**Exercise 1:** Copy the part of the Medicaid passage that begins at the words "Gov. Jay Nixon" and ends after the words "psychiatric inpatient beds.".
**Exercise 2:** In the Medicaid passage, where did Gov. Nixon join local law enforcement and health providers?
**Exercise 3:** Write the next part of the Medicaid passage, picking up after its last sentence.

Gov. Jay Nixon today joined local law enforcement and health providers at Burrell Behavioral Health in Springfield to discuss a new report by the Missouri Department of Mental Health which found that strengthening Medicaid will strengthen public safety by improving access to treatment for individuals with mental illness. The report also found that declining the federal dollars available to strengthen Medicaid will limit access to these services and weaken public safety, as hospitals respond to federal cuts by eliminating psychiatric inpatient beds.
"Many Missourians with serious mental illness don't have health insurance and wait years for treatment, putting a severe strain on their families, as well as emergency rooms and local law enforcement," Gov. Nixon said. "Bringing our tax dollars back to strengthen Medicaid in Missouri will enhance public safety by giving these troubled individuals access to effective and timely treatment, before it's too late."

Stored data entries
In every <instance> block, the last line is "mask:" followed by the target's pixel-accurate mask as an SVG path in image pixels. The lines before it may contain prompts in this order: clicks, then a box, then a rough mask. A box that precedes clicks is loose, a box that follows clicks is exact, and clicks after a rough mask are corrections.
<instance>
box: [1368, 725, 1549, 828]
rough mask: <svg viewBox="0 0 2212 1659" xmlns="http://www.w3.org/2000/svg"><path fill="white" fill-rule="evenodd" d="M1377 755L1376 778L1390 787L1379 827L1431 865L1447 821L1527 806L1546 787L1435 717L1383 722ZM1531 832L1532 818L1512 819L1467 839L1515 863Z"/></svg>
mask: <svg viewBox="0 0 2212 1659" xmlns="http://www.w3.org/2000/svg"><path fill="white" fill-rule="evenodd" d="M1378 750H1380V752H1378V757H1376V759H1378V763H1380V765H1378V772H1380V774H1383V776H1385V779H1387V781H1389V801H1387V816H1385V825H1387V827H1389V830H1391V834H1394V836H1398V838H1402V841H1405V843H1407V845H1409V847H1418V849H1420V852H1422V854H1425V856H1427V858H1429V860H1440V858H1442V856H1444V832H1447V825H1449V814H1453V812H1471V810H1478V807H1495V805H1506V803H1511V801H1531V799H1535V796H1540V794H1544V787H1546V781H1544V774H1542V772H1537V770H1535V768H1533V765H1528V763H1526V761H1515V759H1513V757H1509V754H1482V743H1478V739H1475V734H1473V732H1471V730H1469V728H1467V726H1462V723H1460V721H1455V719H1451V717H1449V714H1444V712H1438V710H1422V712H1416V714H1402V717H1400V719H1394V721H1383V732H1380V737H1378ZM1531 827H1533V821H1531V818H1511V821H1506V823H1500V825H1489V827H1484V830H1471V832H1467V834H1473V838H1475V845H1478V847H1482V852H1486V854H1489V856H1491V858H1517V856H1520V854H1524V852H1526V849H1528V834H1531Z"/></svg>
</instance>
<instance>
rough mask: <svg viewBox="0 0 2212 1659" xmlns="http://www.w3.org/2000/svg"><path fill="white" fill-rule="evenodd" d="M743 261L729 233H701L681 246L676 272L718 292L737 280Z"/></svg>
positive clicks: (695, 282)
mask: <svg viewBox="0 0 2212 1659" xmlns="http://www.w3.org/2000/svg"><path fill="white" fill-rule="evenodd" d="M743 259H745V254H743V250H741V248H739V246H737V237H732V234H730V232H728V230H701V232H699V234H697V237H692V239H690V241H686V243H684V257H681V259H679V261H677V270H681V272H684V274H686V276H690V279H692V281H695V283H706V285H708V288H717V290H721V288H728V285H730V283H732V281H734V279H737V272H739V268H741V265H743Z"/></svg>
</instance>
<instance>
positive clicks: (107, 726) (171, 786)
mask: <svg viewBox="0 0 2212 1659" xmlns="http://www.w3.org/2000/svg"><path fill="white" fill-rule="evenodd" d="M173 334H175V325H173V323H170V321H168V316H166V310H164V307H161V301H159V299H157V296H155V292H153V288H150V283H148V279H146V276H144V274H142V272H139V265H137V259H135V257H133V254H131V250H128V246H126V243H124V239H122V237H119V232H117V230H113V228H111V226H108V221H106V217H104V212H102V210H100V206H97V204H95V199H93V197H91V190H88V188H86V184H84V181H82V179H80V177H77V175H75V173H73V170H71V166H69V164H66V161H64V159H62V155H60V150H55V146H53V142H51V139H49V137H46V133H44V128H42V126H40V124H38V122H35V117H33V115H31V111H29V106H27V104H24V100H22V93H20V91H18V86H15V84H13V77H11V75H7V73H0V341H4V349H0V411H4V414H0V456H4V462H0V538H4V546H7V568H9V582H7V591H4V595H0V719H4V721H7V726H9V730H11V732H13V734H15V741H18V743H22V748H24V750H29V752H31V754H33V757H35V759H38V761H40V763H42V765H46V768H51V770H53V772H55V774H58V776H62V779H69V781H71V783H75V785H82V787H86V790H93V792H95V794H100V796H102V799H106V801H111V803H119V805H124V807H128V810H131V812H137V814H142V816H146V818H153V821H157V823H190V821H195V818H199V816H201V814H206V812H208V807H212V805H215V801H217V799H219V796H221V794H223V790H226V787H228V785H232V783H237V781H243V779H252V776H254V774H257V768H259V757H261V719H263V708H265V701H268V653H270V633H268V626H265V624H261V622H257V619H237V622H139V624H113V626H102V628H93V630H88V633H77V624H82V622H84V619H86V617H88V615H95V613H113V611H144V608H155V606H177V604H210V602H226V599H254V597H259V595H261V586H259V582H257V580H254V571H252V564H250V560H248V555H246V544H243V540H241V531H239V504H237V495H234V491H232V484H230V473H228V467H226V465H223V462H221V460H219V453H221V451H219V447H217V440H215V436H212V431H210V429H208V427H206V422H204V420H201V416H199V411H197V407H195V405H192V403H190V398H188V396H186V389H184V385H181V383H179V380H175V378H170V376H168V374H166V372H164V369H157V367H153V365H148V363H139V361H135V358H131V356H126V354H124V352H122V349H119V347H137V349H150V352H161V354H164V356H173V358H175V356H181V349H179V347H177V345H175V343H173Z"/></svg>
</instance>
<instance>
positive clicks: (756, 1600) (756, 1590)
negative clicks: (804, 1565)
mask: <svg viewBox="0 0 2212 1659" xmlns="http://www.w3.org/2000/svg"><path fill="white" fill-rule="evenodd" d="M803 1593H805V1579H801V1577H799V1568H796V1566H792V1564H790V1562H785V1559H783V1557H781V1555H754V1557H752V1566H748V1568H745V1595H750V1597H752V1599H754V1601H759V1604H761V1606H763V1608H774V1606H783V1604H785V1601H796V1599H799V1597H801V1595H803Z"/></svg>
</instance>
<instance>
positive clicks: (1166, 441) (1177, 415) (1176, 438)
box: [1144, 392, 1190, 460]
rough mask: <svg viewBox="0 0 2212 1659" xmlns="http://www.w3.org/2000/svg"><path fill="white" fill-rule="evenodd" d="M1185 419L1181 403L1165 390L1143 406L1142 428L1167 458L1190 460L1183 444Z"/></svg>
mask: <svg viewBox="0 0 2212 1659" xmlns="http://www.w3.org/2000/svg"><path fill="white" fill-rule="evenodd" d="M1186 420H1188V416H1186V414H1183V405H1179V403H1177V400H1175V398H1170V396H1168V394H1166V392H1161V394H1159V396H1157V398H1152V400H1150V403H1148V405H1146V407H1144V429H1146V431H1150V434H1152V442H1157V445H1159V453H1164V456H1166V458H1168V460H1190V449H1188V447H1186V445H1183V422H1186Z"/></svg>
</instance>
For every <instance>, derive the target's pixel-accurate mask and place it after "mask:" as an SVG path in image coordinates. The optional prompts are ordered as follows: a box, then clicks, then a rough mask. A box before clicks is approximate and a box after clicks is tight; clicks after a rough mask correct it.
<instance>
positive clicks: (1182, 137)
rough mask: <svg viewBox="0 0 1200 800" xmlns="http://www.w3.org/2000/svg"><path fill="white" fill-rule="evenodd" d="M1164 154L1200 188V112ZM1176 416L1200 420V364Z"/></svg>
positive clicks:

**Answer 1:**
Gov. Jay Nixon today joined local law enforcement and health providers at Burrell Behavioral Health in Springfield to discuss a new report by the Missouri Department of Mental Health which found that strengthening Medicaid will strengthen public safety by improving access to treatment for individuals with mental illness. The report also found that declining the federal dollars available to strengthen Medicaid will limit access to these services and weaken public safety, as hospitals respond to federal cuts by eliminating psychiatric inpatient beds.

**Answer 2:** At Burrell Behavioral Health in Springfield.

**Answer 3:**
Gov. Nixon's plan would bring $5.7 billion to Missouri and provide health coverage to an additional 300,000 Missourians over the next three years - at no cost to the state. An estimated 50,000 of these previously uninsured Missourians need mental health services, including treatment for serious mental illness. According to the report, "many will be young adults, between the ages of 18-30, with developing mental illness such as schizophrenia or bipolar disorder."
"This report demonstrates not only the clear benefits of strengthening Medicaid to our mental health system, it also sheds new light on the steep costs of failing to move forward." Gov. Nixon said. "Sending our tax dollars to be spent in other states will reduce access to psychiatric treatment for the people who need it the most, weakening our mental health safety net and undermining public safety. We need to move forward, not backward, when it comes to keeping our citizens healthy and our communities safe."
The report found that Missouri hospitals currently receive more than $500 million annually in federal reimbursements for delivering inpatient services to uninsured and indigent patients. These federal payments will be cut by about $250 million a year, regardless of the state's decision on extending Medicaid eligibility. According to the report, if Missouri does not access additional federal dollars to make up for these cuts, Missouri hospitals will reduce the number of community hospital psychiatric beds, placing "additional stress on hospital emergency rooms, law enforcement officials, city and county jails and the Missouri Department of Corrections."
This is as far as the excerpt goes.